● **Description of the task**
Starting at the line that contains "You are given a photograph. Could you point to the eroded", copy each line through the final one exactly as written.

--- Start Record set ---

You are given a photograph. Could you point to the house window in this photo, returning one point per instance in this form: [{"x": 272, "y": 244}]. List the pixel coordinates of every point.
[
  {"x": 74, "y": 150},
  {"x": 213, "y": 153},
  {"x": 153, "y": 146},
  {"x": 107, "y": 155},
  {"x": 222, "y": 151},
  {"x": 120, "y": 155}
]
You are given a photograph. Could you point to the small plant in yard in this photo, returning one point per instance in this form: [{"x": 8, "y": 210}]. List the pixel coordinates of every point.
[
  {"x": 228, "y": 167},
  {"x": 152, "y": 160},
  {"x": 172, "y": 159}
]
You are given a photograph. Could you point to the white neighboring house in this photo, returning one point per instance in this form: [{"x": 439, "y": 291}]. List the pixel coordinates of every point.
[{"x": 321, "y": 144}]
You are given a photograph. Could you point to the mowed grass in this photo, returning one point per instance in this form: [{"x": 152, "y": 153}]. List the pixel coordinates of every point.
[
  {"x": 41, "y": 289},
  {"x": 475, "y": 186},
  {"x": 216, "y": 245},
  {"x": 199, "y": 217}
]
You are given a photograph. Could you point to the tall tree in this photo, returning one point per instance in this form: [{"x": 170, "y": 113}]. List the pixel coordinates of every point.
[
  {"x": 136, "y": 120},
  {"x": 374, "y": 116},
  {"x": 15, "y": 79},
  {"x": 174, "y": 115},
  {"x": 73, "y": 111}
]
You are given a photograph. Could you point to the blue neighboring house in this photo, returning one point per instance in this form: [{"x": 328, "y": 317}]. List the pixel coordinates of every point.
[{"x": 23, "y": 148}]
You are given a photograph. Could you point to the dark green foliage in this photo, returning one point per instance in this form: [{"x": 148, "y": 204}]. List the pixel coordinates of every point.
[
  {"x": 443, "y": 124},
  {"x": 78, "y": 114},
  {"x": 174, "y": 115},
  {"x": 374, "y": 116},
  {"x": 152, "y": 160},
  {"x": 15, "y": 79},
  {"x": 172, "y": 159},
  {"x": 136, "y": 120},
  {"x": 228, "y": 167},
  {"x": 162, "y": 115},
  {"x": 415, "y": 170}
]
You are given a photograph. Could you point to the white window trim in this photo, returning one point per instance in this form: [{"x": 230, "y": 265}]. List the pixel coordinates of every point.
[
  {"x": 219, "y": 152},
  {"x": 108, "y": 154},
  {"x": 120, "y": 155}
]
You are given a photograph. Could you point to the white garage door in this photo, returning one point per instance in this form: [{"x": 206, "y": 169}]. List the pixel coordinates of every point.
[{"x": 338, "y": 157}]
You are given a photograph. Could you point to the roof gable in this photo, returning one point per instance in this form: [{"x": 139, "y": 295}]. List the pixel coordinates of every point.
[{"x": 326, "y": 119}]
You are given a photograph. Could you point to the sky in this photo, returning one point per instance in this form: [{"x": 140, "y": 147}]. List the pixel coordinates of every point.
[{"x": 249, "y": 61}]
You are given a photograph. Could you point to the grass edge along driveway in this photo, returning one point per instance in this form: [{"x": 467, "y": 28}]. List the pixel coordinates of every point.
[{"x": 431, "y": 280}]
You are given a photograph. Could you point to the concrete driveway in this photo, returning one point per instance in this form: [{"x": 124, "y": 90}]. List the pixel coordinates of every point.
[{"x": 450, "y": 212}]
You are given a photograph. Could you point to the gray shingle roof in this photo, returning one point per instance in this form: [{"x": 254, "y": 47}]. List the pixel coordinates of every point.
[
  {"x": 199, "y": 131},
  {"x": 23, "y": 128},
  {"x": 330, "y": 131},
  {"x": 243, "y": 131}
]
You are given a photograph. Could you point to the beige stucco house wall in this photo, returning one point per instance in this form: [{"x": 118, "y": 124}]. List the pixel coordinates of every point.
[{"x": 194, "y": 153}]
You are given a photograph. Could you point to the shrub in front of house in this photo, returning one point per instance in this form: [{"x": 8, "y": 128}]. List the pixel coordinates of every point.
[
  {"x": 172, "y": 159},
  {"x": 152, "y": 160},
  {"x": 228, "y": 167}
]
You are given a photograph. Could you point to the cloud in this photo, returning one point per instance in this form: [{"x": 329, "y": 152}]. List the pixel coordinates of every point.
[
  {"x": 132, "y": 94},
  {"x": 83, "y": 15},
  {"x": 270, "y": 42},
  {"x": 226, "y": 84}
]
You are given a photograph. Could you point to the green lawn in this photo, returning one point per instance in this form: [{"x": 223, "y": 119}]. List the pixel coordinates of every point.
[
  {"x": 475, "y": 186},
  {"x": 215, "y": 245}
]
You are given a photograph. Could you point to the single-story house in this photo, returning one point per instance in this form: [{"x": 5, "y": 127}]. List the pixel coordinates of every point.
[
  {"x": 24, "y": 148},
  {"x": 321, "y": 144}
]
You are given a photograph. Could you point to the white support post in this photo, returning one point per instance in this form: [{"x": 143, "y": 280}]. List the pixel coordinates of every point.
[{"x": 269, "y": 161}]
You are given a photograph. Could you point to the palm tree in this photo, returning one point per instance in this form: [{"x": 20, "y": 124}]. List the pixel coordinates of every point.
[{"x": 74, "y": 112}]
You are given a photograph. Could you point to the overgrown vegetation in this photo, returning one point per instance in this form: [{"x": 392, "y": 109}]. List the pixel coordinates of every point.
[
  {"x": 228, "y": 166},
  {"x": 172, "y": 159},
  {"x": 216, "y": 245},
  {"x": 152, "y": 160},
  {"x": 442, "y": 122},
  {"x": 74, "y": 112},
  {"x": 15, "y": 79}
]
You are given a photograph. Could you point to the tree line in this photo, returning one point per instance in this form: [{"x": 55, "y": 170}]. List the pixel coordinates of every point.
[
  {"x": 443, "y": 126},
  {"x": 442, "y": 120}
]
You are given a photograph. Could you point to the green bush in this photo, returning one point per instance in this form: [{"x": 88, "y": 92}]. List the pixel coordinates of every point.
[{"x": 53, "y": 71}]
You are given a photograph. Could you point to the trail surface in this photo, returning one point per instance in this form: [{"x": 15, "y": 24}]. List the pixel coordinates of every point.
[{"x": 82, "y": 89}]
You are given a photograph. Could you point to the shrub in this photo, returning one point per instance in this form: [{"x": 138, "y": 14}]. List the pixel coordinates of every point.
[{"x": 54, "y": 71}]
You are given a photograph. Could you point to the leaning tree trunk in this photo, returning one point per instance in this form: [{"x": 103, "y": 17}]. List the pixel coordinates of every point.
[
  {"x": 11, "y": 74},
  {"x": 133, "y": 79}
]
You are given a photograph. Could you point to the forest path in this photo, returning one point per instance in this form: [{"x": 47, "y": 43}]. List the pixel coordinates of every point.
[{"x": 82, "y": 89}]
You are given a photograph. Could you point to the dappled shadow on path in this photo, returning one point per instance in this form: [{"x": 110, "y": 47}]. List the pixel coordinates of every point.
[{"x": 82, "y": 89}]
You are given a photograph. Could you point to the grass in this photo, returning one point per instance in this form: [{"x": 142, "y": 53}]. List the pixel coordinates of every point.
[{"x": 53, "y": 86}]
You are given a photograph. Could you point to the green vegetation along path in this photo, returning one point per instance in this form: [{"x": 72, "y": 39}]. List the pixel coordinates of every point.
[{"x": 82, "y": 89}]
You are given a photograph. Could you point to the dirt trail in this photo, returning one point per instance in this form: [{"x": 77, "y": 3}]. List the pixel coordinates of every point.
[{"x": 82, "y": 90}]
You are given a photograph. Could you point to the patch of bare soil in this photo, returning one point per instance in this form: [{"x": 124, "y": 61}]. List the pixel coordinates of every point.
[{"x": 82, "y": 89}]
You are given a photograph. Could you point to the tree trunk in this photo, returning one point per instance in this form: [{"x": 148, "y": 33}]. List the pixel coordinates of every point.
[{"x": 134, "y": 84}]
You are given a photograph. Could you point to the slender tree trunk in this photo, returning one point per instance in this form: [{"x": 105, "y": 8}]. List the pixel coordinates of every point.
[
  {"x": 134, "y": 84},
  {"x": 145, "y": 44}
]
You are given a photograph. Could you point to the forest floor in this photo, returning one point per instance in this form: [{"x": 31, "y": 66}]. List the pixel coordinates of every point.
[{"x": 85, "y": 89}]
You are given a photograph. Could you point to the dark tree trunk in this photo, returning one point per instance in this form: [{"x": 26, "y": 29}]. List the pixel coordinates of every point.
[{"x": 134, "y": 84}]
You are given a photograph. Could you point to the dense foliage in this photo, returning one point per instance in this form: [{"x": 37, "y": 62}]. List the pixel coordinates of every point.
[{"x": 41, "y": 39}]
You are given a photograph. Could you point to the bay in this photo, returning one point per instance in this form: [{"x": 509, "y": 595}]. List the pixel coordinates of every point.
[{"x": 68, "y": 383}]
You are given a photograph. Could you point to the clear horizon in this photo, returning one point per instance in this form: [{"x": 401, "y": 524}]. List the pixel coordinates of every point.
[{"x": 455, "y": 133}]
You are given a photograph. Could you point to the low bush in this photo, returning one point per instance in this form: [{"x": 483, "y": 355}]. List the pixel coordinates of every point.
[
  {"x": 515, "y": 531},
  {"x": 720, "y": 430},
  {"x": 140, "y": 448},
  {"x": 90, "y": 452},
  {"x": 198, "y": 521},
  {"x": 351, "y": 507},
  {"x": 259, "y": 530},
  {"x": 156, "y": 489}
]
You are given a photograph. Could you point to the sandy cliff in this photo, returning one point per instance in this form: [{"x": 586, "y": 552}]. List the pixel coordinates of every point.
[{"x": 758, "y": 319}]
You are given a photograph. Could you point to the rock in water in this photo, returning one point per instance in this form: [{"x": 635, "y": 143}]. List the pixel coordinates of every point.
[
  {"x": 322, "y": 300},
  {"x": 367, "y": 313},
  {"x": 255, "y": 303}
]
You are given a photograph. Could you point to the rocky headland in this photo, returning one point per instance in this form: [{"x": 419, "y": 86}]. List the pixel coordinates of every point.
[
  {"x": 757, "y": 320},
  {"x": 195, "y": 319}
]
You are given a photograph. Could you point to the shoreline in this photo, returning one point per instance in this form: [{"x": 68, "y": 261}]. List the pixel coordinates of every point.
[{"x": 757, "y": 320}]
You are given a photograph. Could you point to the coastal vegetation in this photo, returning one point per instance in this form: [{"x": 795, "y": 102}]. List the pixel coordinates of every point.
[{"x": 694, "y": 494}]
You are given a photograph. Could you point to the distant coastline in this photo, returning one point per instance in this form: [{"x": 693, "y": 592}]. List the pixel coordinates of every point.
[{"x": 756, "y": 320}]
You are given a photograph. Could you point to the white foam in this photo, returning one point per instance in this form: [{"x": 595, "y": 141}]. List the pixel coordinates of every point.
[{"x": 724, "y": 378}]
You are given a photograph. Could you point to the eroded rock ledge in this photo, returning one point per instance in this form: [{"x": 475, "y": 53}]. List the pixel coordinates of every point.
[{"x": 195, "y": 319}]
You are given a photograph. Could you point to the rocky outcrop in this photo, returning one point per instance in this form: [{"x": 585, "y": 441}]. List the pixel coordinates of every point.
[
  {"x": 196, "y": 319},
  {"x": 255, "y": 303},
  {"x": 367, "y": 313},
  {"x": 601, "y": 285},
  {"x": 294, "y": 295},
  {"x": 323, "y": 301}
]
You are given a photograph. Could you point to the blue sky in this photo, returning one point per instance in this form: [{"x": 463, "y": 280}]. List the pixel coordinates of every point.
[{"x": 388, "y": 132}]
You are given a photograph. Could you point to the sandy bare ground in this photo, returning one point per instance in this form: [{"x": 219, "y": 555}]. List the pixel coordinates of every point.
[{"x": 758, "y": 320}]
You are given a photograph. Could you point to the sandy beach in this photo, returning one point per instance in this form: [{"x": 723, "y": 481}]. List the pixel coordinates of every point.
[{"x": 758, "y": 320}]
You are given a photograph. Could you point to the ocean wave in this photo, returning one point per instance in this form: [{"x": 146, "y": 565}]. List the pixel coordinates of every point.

--- End Record set ---

● **In response**
You are given a photograph. Could you point to the eroded rock ledge in this photo, returning one point per instance in this form: [{"x": 475, "y": 53}]. List the pixel coordinates of every point.
[{"x": 195, "y": 319}]
You are given a photograph. Could you point to the rocky outcrop in this photo, returning one point per instance in this form: [{"x": 585, "y": 441}]. List the pixel coordinates of every point.
[
  {"x": 196, "y": 319},
  {"x": 255, "y": 303},
  {"x": 367, "y": 313},
  {"x": 601, "y": 285},
  {"x": 294, "y": 295},
  {"x": 323, "y": 301}
]
You are given a photograph. Could you point to the blue sky in this photo, returning one point per instance in this form: [{"x": 463, "y": 280}]. List the pixel coordinates of every point.
[{"x": 388, "y": 132}]
You are given a photograph. Could you point to the sandy bare ground in this photo, returning one point per instance in this form: [{"x": 219, "y": 555}]. List the pixel coordinates of every point.
[{"x": 758, "y": 320}]
You are given a photograph. Could you point to the sandy beach in this photo, returning one point per instance in this form: [{"x": 723, "y": 481}]. List the pixel coordinates of every point.
[{"x": 758, "y": 320}]
You are given a photograph. Could you point to the ocean wave in this photo, returning one point per instance in this form: [{"x": 146, "y": 565}]. List the pixel coordinates of every point.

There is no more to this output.